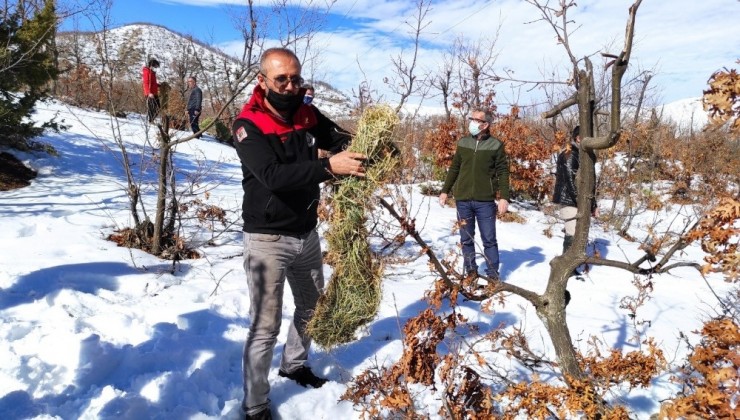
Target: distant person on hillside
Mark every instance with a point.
(308, 100)
(151, 88)
(195, 100)
(480, 174)
(566, 192)
(308, 97)
(276, 136)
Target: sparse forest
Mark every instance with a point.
(638, 164)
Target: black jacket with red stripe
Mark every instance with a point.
(280, 165)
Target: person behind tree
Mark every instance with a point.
(479, 171)
(195, 101)
(277, 137)
(565, 192)
(151, 88)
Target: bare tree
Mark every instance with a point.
(403, 81)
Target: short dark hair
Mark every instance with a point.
(277, 51)
(487, 114)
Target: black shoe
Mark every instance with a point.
(304, 377)
(265, 414)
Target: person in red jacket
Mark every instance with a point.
(151, 88)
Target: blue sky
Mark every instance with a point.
(681, 42)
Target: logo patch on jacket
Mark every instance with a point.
(241, 134)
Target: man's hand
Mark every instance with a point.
(442, 199)
(503, 206)
(347, 163)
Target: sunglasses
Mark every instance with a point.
(282, 81)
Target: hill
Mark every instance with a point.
(123, 51)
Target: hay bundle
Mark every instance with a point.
(353, 295)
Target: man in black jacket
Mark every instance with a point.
(277, 137)
(566, 191)
(195, 102)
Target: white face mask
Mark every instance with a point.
(474, 128)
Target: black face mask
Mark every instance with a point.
(284, 103)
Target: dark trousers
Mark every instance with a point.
(152, 107)
(193, 117)
(484, 212)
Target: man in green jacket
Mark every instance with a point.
(479, 170)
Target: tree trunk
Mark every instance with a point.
(164, 153)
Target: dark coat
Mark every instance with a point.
(280, 165)
(566, 192)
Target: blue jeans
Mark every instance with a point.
(484, 212)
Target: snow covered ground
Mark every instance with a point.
(90, 330)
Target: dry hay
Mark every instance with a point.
(353, 295)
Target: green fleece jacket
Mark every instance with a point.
(479, 169)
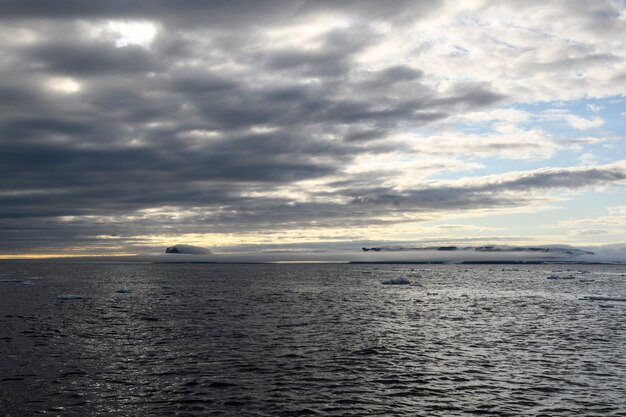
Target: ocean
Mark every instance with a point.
(312, 339)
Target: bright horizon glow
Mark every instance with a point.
(320, 127)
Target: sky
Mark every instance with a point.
(267, 126)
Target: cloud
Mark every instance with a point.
(121, 120)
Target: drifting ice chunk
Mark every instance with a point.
(70, 297)
(397, 281)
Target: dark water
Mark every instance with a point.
(274, 340)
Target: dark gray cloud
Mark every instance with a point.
(214, 128)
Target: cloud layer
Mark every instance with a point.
(125, 124)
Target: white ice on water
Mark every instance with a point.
(397, 281)
(70, 297)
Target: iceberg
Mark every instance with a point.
(397, 281)
(188, 249)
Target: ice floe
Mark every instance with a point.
(70, 297)
(397, 281)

### Exercise description
Please transcribe each entry exactly, but skip any picture it holds.

### Answer section
Target: distant person on hillside
Mark every instance with a point.
(308, 100)
(151, 88)
(195, 100)
(480, 174)
(566, 192)
(308, 97)
(276, 136)
Target: sparse forest
Mark every instance with a point.
(638, 164)
Target: black jacket with red stripe
Mark every instance with a point.
(280, 165)
Target: person behind tree
Mark every instance with a point.
(479, 171)
(195, 101)
(277, 137)
(565, 192)
(151, 88)
Target: bare tree
Mark every instance with a point.
(403, 81)
Target: short dark hair
Mark every instance with a point.
(277, 51)
(487, 114)
Target: black shoe
Mark every instance with a point.
(304, 377)
(265, 414)
Target: person in red jacket
Mark every instance with a point.
(151, 88)
Target: blue sky
Mark every instance with a point.
(681, 42)
Target: logo patch on jacket
Mark every instance with a point.
(241, 134)
Target: man's hand
Mark every instance with a point.
(442, 199)
(503, 206)
(347, 163)
Target: sunglasses
Mark every instance with a point.
(282, 81)
Target: hill
Mark every instance with a point.
(123, 51)
Target: hay bundle
Mark every instance with a point.
(353, 295)
Target: man in black jacket
Mark every instance with a point.
(277, 137)
(566, 191)
(195, 102)
Target: white face mask
Mark every instance with a point.
(474, 128)
Target: black face mask
Mark every instance with a point.
(284, 103)
Target: dark trousers
Mark every instance with a point.
(152, 107)
(193, 117)
(484, 212)
Target: man in green jacket
Mark every instance with a point.
(479, 170)
Target: tree trunk
Mark every instance with a point.
(164, 153)
Target: dark coat
Mark every instance with a point.
(280, 165)
(566, 192)
Target: blue jeans
Mark every instance with a point.
(484, 212)
Target: snow covered ground
Mark every instance with a point.
(90, 330)
Target: dry hay
Mark every instance with a point.
(353, 295)
Target: green fleece jacket
Mark every instance with a point.
(479, 169)
Target: ocean
Mark every instance with a point.
(312, 339)
Target: bright horizon glow
Mark every instance with a point.
(320, 127)
Target: sky
Mark every instance with a point.
(267, 126)
Target: cloud
Mark every instance with a point.
(121, 120)
Target: drifting ice chunk
Mark every instance with a point.
(70, 297)
(397, 281)
Target: dark water
Mark every instance with a point.
(274, 340)
Target: dark gray cloud
Mark every instance with a point.
(214, 128)
Target: cloud layer
Mark every instance with a point.
(125, 124)
Target: white ice on water
Mark every instance with a point.
(397, 281)
(70, 297)
Target: iceberg
Mark every instance with a point.
(397, 281)
(188, 249)
Target: ice floe
Mark every instance with a point.
(70, 297)
(397, 281)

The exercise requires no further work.